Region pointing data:
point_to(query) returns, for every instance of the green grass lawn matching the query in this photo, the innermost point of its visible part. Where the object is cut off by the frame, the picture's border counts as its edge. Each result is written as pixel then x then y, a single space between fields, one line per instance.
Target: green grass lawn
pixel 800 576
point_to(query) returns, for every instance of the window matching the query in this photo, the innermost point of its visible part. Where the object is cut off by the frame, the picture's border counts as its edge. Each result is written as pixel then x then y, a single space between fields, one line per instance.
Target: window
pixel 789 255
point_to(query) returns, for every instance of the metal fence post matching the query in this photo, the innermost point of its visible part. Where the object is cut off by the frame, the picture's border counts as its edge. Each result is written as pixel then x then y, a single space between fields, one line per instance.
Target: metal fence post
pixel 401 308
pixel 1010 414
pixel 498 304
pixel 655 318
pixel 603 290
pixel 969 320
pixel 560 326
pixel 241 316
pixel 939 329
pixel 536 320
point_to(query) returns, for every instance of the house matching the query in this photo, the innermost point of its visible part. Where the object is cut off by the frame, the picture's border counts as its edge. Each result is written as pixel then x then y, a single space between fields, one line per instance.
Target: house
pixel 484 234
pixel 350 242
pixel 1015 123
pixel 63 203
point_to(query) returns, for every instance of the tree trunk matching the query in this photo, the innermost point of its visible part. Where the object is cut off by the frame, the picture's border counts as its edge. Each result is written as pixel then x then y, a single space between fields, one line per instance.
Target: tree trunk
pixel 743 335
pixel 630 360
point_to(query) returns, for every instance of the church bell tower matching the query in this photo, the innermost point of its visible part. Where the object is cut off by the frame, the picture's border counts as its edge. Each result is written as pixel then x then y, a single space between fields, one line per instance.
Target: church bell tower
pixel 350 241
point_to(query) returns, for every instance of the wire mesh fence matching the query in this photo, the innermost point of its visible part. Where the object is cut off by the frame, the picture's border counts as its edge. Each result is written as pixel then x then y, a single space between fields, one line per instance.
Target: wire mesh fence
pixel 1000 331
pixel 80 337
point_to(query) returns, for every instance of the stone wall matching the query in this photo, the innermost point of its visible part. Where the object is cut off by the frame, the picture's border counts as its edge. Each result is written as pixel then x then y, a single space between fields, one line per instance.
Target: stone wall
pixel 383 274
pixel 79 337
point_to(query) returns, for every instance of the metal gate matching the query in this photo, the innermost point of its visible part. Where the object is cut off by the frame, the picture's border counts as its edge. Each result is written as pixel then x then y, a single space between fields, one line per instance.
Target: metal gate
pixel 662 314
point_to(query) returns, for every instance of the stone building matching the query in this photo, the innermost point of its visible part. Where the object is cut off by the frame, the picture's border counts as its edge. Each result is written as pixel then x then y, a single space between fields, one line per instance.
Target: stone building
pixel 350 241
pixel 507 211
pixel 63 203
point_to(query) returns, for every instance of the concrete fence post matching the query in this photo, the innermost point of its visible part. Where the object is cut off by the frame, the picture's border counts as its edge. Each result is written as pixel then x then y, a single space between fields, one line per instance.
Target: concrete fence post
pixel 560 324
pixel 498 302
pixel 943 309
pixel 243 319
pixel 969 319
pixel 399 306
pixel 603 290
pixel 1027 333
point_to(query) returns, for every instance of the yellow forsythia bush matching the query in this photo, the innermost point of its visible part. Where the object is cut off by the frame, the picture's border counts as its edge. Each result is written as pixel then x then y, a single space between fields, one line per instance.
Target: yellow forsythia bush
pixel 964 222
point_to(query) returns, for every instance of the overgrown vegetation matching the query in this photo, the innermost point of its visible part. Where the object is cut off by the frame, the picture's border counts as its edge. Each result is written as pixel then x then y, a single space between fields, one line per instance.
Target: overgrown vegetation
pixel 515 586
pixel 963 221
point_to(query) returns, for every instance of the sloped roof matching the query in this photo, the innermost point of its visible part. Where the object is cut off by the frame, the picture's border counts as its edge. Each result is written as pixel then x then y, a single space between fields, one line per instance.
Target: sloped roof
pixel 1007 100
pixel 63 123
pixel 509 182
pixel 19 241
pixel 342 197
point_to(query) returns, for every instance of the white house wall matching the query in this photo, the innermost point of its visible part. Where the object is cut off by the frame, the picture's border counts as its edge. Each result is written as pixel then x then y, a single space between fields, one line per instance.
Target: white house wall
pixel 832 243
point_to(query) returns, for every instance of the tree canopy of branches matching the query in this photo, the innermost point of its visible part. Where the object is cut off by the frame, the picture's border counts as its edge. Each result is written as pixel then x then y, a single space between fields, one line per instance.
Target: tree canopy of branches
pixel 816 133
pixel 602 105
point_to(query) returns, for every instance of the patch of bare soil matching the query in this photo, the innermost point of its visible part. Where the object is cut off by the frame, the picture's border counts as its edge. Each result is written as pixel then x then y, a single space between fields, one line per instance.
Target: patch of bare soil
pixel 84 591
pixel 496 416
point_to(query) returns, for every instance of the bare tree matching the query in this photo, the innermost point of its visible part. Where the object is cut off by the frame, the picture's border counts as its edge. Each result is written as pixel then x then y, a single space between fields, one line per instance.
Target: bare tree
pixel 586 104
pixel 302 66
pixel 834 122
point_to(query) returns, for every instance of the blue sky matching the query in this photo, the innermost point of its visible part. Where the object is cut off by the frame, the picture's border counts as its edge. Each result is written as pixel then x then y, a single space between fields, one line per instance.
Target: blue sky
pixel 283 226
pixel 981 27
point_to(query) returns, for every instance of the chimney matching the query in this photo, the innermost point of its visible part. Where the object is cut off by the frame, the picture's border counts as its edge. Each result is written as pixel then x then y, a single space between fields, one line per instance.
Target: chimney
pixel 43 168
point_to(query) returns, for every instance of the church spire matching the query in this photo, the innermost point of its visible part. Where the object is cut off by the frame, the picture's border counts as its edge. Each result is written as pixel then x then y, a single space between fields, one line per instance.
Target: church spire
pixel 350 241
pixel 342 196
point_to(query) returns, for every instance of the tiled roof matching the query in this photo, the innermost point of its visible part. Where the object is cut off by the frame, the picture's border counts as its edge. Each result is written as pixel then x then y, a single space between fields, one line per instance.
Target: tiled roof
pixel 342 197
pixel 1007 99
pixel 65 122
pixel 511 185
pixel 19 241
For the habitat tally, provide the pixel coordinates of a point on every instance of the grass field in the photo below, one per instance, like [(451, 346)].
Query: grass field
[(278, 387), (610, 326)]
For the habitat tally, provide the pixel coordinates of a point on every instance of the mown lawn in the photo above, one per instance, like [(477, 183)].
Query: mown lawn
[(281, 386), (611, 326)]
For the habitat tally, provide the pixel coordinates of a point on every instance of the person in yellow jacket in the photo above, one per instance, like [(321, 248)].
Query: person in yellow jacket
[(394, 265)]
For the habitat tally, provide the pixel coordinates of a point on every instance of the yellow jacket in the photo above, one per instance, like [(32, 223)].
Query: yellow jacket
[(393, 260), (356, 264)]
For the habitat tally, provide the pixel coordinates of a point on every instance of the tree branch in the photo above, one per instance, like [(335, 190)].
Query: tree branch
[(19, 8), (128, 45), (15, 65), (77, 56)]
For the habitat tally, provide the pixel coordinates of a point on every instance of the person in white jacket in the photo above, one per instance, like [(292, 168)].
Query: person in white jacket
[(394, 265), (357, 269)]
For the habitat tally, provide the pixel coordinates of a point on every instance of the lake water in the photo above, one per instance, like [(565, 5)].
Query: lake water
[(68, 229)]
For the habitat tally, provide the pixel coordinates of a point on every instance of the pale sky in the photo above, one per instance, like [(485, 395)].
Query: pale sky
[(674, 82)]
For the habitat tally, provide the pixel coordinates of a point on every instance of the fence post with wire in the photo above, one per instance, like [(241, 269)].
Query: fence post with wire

Task requirements:
The lines of the records that contain the string "with" should be located and copied.

Task output:
For the habitat tally, provide the pixel coordinates of a point on every instance of the fence post with wire in the photo above, one per instance, like [(241, 269)].
Query: fence post with wire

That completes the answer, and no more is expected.